--- Stored data ---

--

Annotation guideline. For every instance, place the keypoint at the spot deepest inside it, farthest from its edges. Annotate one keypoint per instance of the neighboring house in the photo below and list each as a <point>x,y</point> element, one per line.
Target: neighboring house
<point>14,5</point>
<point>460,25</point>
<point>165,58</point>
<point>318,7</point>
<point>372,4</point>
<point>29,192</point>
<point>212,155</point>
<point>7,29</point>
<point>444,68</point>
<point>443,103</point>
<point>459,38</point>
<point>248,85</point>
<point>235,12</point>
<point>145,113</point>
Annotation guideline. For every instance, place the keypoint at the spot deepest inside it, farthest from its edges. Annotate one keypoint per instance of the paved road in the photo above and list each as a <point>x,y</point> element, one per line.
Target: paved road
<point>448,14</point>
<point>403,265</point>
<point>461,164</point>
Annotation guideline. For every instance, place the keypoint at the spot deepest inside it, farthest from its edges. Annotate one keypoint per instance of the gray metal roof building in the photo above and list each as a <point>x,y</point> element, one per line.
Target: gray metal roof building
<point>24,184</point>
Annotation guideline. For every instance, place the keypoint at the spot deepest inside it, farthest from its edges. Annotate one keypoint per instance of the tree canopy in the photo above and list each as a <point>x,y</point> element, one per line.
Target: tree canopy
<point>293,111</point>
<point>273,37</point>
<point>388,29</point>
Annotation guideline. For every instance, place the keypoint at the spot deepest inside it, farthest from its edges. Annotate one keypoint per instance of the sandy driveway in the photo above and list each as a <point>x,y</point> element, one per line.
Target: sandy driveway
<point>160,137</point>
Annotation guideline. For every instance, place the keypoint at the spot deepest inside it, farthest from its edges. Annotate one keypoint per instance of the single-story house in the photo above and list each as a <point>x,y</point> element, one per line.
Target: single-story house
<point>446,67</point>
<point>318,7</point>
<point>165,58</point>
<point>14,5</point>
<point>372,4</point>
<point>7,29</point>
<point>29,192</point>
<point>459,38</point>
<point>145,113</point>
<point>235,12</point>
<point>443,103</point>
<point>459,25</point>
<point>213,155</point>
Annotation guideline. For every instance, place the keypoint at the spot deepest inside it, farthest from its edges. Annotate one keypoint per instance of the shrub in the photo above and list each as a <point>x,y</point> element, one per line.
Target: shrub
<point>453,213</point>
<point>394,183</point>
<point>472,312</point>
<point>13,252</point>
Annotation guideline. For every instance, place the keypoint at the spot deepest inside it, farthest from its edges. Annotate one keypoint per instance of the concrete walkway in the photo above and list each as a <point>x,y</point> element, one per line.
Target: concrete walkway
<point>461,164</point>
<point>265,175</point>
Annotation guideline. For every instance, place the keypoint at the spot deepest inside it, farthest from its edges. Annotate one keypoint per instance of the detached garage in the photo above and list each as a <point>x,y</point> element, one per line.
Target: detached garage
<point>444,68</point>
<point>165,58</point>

--

--- Instruction ---
Set out the complete listing exactly as shown.

--- Answer for the task ---
Annotation guideline. For every instance, place the keypoint at the spot deepest inside it, farthest from its edges. Annotate one keypoint per instance of the neighboring house in the photo below and list each as a <point>x,y</point> element, one per line.
Target: neighboring house
<point>14,5</point>
<point>460,25</point>
<point>165,58</point>
<point>318,7</point>
<point>372,4</point>
<point>29,192</point>
<point>212,155</point>
<point>7,29</point>
<point>444,68</point>
<point>443,103</point>
<point>459,38</point>
<point>248,85</point>
<point>235,12</point>
<point>145,113</point>
Annotation guideline. For every instance, place the keypoint at the spot deepest inside it, farthest from its edges. Annotate one keypoint per instance of the paved road in the photo above and list each as a <point>x,y</point> element, one per line.
Target: paved road
<point>448,14</point>
<point>403,265</point>
<point>461,164</point>
Annotation guideline. For every instance, place the keypoint at the spot deepest inside it, farthest from its edges. Annotate one keypoint per instance of the gray metal roof building in the photo above and list each as a <point>x,y</point> element, one per line.
Target: gray metal roof building
<point>24,184</point>
Annotation guideline. For every instance, place the keypoint at the spot deepest inside it, farthest from its edges. Annotate one keypoint per instance of the tree canopy in the photo above and list each as a <point>x,y</point> element, one per line.
Target: tree canopy
<point>293,111</point>
<point>273,37</point>
<point>388,29</point>
Annotation guideline. For every instance, place the keypoint at the spot deepest inside it, farthest from its edges. Annotate one keypoint per instance of the sandy driveway in the photo above and list each as a <point>x,y</point> element, one per line.
Target: sandy driveway
<point>160,137</point>
Annotation guideline. For every instance, place the keypoint at the spot deepest inside it, farthest from its edges. Annotate one keypoint per instance of the single-story house in the photo above and list each as a <point>x,y</point> element, one per line.
Target: single-story house
<point>446,67</point>
<point>318,7</point>
<point>165,58</point>
<point>14,5</point>
<point>372,4</point>
<point>7,29</point>
<point>29,192</point>
<point>459,38</point>
<point>145,113</point>
<point>235,12</point>
<point>443,103</point>
<point>459,25</point>
<point>213,155</point>
Annotation guideline. For every instance, place the keypoint at the spot deepest inside it, farthest from its edges. Annotate one keypoint per instance of the shrub in the photo above and list each as a <point>x,y</point> element, one per line.
Target: shrub
<point>453,213</point>
<point>394,183</point>
<point>472,312</point>
<point>13,252</point>
Annotation guideline. For every instance, place the keypoint at the spot deepest inside it, farthest from its edges. Annotate one keypoint per instance of the concrete walkway in the photo above and list each as a <point>x,y</point> element, one per line.
Target: concrete walkway
<point>461,164</point>
<point>265,175</point>
Annotation guideline. For every instance, place the keypoint at the spot deepest inside it, farthest from its edges. Annotate one keypoint per instance of the detached garage in the photo above and list each as a <point>x,y</point> element, one per line.
Target: detached garage
<point>444,68</point>
<point>165,58</point>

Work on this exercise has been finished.